▶ The task:
Format the entire listing below as a numbered list, leaving out blank lines.

Entries for pointing at named objects
-----

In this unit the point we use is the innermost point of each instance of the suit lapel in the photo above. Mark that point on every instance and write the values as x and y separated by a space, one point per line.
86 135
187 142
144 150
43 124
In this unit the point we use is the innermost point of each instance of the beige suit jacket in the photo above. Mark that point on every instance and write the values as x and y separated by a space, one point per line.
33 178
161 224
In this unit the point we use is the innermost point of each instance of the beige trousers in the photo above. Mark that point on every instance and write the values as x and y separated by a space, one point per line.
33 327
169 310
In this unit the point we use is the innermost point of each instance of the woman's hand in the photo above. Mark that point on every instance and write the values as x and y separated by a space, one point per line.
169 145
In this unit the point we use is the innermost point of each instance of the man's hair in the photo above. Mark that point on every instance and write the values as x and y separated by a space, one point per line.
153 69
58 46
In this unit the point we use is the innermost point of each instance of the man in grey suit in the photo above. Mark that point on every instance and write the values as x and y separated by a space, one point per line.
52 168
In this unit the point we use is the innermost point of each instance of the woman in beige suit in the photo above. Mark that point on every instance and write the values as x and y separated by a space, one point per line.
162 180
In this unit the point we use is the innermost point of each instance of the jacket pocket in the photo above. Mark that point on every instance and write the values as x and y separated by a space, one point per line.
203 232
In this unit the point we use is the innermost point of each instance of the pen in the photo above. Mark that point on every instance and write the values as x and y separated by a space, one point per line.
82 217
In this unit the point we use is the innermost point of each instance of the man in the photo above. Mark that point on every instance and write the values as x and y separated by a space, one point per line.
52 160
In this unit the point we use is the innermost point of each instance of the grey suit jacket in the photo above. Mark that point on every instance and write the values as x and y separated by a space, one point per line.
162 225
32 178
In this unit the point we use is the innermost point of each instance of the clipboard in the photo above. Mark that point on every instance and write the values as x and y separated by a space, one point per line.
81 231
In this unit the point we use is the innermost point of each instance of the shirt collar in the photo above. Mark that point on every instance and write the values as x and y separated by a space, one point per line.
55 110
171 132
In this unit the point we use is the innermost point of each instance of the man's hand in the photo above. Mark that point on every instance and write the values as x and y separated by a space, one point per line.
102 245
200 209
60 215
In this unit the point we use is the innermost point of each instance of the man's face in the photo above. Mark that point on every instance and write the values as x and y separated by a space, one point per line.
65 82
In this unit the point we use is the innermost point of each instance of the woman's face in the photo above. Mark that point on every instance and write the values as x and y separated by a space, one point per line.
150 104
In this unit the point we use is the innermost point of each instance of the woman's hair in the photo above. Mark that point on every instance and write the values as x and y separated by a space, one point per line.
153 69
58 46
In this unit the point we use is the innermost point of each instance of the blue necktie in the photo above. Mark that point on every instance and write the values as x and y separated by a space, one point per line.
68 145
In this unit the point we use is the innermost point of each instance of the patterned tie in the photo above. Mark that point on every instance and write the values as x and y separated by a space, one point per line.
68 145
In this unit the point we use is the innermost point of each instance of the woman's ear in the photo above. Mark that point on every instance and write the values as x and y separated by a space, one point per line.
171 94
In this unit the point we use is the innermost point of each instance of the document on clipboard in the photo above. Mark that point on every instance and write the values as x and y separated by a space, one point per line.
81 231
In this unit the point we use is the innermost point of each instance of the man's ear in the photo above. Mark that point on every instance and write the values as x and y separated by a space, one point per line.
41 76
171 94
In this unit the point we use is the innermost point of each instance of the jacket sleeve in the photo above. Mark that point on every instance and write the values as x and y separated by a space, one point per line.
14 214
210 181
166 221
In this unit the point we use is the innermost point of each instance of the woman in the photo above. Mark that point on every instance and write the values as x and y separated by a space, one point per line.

-----

▶ Problem solution:
1. In this unit the point we use is the innermost point of each instance of the suit lapel in the photo above. Mark that point on every instance and write the values as x and y separated by a space, one point per line.
2. 86 135
3. 187 142
4. 144 150
5. 43 124
6. In this unit the point we use is the innermost point of each instance of the beige suit jacket in the photo above. Mark that point on every instance and write the values as x and y separated by a space, one point per line.
7. 33 178
8. 161 224
9. In this unit the point we use is the innermost point of each instance of the beige trousers in the photo above. Mark that point on every instance and write the values as x and y separated by a space, one point per line.
10. 33 327
11. 169 310
12. In this unit the point we use is the innermost point of each instance of the woman's hand in the photo above. Mark that point on every instance and write the values as x and y separated by a space, one point per line.
13. 169 145
14. In this unit the point we use is the innermost point of each instance of the man's hair in the photo above. Mark that point on every instance and write the values as x and y separated by a space, one point per line.
15. 153 69
16. 58 46
17. In this unit the point we use is the innermost point of each instance of the man in grey suit in the photo above. Mark that point on every instance and write the values as x and y separated by a space, one point per line.
18. 52 168
19. In this unit the point we use is the innermost point of each instance of the woman in beige suit in the photo above. Mark that point on every instance and write the values as x and y separated by a space, one point per line.
20. 162 180
21. In this unit the point we use is the innermost point of each instance of the jacket pocket in the photo above. Mark that point on every instance and write the values as x and y separated by a space, one point per line.
22. 203 232
23. In this unit the point we use is the innermost point of each instance of the pen in the photo above. Mark that point on every instance and write the values as x and y separated by a space, one point per line.
24. 82 217
25. In this unit the point we use is the innermost point of each instance of the man in the photo above. Mark that point on every instance and write the values as x and y separated by a space, one point per line.
26. 52 160
27. In this unit the point we use is the innermost point of each instance of the grey suit jacket in the photo above. Mark that point on every instance and write the values as x and y separated by a space, one point per line.
28. 162 225
29. 32 178
30. In this unit the point we use is the innermost point of each instance of the clipboard in the photo above. Mark that point on every instance and write the values as x and y separated by a space, one point per line.
31. 81 231
32. In this unit the point we use is the innermost point of each instance of the shirt collar in the photo above. Mark that point on every instance and write the values as x and y separated by a space, one point per line.
33. 55 110
34. 171 132
35. In this unit the point we use is the innermost point of each instance of the man's hand in the photo above. Mark that point on every instance and write the values as x and y separated by a space, one point per line.
36. 102 245
37. 200 209
38. 60 215
39. In this unit the point we use is the innermost point of each instance of the man's face in the photo above. Mark that point on every instance and write the values as x and y separated by a space, one point per line.
40. 65 82
41. In this unit the point we use is the innermost point of each instance of the woman's face in the photo above. Mark that point on every instance and write the values as x and y separated by a space, one point per line.
42. 150 104
43. In this unit the point we use is the innermost point of each instance of the woman's hair in the photo above. Mark that point on every instance and write the values as x and y separated by a space, one point per line.
44. 153 69
45. 58 46
46. In this unit the point we use is the innermost point of each instance of the blue necktie in the photo above. Mark that point on every instance and write the values as x and y separated by a space, one point per line.
47. 68 145
48. In this unit the point we use is the innermost point of each instance of the patterned tie in the photo above. Mark that point on every instance and write the values as x and y separated by a space, one point per line.
49. 68 145
50. In this unit the point we use is the innermost point of each instance of the woman's ear in the photo above. Mark that point on every instance and write the values as x and y separated by a space, one point per line.
51. 171 94
52. In this unit the point we use is the innermost point of each instance of the document on clipboard in the photo above. Mark that point on every instance and write the values as x and y separated by a space, one point per line.
53. 81 231
54. In this unit the point we use is the innermost point of each instance of the man's ear in the photo above. Mark that point on every instance and write the values as x and y separated by a space, one point per line.
55. 41 76
56. 171 94
57. In this unit the point we use is the innermost point of each instance of the jacket sleeve in the photo above. Mark that point on every instance and write the values as x and y separated by a space, one point per line.
58. 14 214
59. 210 181
60. 166 221
61. In this unit the point we use is the innermost point of each instance of the woman in the photo above. Mark that point on every instance and write the values as x and y separated by a space, one point per line.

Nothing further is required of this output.